Start of GIVEN TEXT

The 26-year-old musician, also known as Syd tha Kyd, is responsible for many of the smooth, velvety vocals that will appear on the group's fourth studio album, Hive Mind, out in July. Syd helped found The Internet with her former Odd Future mate Matt Martians, as well as producer-guitarist Steve Lacy, bassist Patrick Paige II, and drummer Christopher Smith. They've been together since 2011, but the band's members have occasionally wandered off to pursue other, unrelated projects.

Syd, for example, released her own highly celebrated solo debut, Fin, last year. A sexy, sophisticated R&B album, it casts her sultry voice into a sea of honeyed melodies, though many of the songs on the album were written for other singers. "I realized that a lot of the reason for that is my self-doubt," she says, "feeling like the song could be bigger if it were sung by someone else, or feeling like I'm not a good enough singer to execute it the way I want."

These anxieties originate from some rather uncomfortable experiences in the early stages of her career. "I started singing when we released our first album, not in high school or elementary school," she says. "We did a lot of bad shows. I can laugh at it now, but it stays in the back of my head."

As she's grown more confident in her singing, she's also retained all of the audacity and single-minded dedication that have allowed her to refine her skills as a multidisciplinary artist -- she plays the piano and the guitar and produces music. It seems she's always had this fearless streak; at 14, she briefly ran a business doing guerilla marketing for local merchants, and she once ran for student council office at a new school where she didn't know anybody. "I wanted better-smelling soap in the restrooms," she explains.

But these days, her only ambitions involve making great music, and the architecture of her life is designed to support that objective. There's a studio above the guest house of the place she shares with her mother. It's where members of Odd Future and The Internet used to record before they could afford better accommodations (for their new album, The Internet rented out Airbnbs all around the world). The walls of the recording booth -- a small closet they made soundproof with thick blankets -- are covered in the Sharpie signatures and graffiti of artists who have passed through, like Tyler the Creator and Frank Ocean.

Many of us leave home to escape our childhoods and awkward adolescences, but Syd wants to preserve memories of hers. "Staying here in L.A. and in this house keeps me grounded," she says. "I can never forget where I came from 'cause I've never left for that long."

End of GIVEN TEXT

> [SHORT EXERCISE A] Find each line in the rows that contains the string "smiley", and copy those lines.
The rows have nothing to do with the profile of Syd.

Start of SUPPLIED INFORMATION

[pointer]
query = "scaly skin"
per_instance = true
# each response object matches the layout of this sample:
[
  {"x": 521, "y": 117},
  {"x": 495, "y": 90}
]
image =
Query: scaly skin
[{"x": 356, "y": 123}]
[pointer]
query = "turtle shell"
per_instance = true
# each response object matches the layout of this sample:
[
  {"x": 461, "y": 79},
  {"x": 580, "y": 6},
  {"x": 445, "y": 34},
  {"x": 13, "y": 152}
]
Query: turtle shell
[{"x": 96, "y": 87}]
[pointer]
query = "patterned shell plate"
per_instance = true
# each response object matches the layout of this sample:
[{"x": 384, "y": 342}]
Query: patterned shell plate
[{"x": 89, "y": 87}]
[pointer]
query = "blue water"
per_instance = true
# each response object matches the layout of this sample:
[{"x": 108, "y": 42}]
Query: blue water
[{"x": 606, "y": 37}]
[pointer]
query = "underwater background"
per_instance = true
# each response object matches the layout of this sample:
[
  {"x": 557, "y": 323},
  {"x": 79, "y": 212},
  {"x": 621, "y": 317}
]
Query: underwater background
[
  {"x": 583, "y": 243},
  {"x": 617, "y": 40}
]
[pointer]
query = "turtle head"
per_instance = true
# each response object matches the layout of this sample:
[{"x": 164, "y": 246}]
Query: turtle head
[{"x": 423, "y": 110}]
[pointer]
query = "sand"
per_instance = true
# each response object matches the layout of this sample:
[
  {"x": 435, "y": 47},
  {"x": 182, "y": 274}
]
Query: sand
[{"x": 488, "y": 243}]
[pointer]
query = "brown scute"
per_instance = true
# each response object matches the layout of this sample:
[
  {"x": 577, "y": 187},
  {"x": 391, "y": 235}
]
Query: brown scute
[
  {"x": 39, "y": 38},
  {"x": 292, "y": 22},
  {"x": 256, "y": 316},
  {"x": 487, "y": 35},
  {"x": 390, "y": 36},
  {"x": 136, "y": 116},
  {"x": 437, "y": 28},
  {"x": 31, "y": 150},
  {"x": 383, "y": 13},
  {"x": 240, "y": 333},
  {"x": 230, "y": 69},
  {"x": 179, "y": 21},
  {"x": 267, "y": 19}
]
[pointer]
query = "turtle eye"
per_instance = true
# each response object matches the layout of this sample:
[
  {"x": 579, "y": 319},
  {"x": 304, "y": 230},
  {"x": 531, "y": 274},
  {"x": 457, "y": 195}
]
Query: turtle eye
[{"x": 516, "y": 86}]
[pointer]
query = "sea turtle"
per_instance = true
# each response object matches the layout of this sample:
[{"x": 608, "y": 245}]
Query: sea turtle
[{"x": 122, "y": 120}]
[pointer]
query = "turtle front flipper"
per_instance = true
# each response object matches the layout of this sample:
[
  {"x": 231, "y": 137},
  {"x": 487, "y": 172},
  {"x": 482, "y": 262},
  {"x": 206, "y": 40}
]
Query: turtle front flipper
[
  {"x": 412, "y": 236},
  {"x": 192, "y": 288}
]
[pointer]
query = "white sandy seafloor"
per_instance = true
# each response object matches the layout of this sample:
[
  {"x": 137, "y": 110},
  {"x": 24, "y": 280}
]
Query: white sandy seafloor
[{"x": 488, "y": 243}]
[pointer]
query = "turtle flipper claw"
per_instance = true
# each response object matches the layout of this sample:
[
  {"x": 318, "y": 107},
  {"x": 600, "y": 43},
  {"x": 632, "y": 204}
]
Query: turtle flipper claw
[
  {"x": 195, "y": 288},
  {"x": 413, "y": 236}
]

End of SUPPLIED INFORMATION
Start of SUPPLIED INFORMATION

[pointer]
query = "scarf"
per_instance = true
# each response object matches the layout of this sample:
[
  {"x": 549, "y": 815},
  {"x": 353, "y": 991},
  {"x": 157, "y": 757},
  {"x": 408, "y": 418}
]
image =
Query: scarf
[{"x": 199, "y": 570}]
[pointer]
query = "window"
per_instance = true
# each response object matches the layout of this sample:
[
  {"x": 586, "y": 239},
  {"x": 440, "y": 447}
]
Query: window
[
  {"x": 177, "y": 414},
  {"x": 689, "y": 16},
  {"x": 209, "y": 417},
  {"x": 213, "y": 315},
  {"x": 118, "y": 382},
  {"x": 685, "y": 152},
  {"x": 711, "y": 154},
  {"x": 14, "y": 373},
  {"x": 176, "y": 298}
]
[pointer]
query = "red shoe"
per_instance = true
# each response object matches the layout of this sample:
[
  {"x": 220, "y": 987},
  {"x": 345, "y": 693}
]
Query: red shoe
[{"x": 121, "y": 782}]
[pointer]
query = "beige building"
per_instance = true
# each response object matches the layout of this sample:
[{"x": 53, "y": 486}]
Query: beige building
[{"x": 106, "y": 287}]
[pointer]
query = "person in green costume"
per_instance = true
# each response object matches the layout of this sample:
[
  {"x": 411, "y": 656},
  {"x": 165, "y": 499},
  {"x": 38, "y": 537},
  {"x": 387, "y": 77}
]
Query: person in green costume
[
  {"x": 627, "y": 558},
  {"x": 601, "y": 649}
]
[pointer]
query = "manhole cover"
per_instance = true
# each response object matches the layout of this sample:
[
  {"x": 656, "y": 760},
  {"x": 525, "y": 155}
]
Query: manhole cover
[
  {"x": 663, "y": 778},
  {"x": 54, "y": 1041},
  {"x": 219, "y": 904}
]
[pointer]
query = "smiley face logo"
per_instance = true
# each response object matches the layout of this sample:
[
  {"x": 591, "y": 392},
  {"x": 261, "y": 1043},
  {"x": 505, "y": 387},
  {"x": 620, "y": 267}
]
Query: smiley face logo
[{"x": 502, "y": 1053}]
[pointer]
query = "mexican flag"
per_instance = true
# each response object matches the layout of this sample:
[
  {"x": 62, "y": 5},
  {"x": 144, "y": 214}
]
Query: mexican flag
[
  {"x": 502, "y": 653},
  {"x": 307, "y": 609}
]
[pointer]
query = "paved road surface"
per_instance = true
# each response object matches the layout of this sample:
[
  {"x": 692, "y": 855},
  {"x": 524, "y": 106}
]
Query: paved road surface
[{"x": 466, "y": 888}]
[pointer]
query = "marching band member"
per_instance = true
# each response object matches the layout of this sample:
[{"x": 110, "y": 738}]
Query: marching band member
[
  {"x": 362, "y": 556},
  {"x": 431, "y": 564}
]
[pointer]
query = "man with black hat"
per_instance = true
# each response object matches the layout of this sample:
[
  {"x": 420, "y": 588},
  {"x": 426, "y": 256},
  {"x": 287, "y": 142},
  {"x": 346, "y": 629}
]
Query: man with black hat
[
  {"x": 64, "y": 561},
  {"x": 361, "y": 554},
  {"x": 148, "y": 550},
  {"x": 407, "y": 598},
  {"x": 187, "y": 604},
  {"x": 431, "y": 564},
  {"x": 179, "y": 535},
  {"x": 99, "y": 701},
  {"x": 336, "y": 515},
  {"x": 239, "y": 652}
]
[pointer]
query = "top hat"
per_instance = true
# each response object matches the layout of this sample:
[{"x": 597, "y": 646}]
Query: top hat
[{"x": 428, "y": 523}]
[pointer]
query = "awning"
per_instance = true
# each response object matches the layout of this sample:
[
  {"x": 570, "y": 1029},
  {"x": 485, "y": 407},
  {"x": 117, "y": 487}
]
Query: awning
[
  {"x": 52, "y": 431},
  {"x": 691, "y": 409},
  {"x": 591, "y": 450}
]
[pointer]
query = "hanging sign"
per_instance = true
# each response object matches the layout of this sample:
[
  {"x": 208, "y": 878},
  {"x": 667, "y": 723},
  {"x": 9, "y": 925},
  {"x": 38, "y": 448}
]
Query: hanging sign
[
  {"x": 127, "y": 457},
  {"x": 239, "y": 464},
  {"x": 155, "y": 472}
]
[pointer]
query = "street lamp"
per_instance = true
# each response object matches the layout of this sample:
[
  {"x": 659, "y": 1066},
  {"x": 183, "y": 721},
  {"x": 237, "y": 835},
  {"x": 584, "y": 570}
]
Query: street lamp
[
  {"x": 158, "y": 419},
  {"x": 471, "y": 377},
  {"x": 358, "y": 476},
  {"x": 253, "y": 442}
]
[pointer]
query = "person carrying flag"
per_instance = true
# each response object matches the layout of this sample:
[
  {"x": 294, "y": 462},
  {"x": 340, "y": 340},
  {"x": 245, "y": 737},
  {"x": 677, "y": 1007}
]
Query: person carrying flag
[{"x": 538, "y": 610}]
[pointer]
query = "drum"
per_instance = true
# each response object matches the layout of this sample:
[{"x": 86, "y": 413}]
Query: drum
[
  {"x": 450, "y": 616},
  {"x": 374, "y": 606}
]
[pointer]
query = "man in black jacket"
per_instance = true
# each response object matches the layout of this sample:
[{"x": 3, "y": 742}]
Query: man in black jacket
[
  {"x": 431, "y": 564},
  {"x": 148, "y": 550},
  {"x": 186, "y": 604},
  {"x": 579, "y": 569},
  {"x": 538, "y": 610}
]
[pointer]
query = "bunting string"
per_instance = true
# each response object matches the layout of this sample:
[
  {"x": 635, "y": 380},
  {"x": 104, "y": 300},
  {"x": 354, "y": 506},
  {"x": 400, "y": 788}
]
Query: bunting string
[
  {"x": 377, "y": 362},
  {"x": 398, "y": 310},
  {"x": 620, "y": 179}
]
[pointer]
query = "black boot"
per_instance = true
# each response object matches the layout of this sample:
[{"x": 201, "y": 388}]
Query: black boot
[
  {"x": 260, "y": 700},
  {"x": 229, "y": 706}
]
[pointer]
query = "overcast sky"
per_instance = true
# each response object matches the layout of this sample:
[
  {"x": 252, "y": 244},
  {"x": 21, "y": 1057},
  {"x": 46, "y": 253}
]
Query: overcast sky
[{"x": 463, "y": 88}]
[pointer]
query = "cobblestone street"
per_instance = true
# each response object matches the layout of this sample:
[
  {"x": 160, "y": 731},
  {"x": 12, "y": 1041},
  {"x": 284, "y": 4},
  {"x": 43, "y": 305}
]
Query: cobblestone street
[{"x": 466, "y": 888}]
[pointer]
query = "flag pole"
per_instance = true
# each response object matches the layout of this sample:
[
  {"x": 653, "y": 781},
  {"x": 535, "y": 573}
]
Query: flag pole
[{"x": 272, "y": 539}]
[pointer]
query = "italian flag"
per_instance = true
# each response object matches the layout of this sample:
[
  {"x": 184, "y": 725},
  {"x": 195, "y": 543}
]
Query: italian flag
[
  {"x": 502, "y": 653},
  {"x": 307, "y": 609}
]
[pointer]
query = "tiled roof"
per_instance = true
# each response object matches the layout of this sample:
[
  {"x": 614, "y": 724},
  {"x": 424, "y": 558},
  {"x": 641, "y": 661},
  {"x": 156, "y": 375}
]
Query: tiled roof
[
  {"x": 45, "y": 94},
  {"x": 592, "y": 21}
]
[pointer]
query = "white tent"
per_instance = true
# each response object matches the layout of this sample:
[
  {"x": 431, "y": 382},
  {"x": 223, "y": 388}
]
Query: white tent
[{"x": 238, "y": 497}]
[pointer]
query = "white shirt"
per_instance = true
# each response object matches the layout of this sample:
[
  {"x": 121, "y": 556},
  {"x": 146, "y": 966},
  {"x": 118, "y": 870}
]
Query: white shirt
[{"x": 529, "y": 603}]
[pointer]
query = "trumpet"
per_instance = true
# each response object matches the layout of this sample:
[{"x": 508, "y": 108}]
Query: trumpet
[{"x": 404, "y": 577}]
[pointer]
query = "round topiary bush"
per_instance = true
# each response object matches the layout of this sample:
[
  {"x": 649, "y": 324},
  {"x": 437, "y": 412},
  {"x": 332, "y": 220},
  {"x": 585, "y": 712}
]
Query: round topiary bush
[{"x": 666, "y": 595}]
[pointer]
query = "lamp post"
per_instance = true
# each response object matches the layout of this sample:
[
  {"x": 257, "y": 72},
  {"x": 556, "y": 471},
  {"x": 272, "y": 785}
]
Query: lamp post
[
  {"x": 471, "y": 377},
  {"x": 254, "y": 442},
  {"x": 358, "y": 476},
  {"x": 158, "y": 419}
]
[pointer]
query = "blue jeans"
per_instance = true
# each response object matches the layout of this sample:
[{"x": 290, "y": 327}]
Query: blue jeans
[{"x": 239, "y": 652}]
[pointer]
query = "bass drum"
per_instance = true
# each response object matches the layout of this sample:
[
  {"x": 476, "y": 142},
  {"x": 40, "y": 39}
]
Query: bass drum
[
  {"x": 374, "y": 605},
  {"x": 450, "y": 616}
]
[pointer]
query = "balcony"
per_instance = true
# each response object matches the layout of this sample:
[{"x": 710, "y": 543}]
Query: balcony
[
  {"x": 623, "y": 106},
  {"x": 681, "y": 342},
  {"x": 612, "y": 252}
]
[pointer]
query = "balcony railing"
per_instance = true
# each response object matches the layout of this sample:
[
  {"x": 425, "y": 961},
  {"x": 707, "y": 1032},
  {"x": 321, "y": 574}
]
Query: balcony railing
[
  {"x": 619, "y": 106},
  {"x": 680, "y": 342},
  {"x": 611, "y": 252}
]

End of SUPPLIED INFORMATION

> [SHORT EXERCISE B]
Answer these questions from the profile of Syd, one a line:
(i) What is the title of The Internet's fourth studio album?
(ii) What was the name of Syd's solo debut?
(iii) At what age did Syd briefly run a guerilla marketing business?

> [RIGHT ANSWER A]
query = "smiley face logo"
Query: smiley face logo

> [RIGHT ANSWER B]
(i) Hive Mind
(ii) Fin
(iii) 14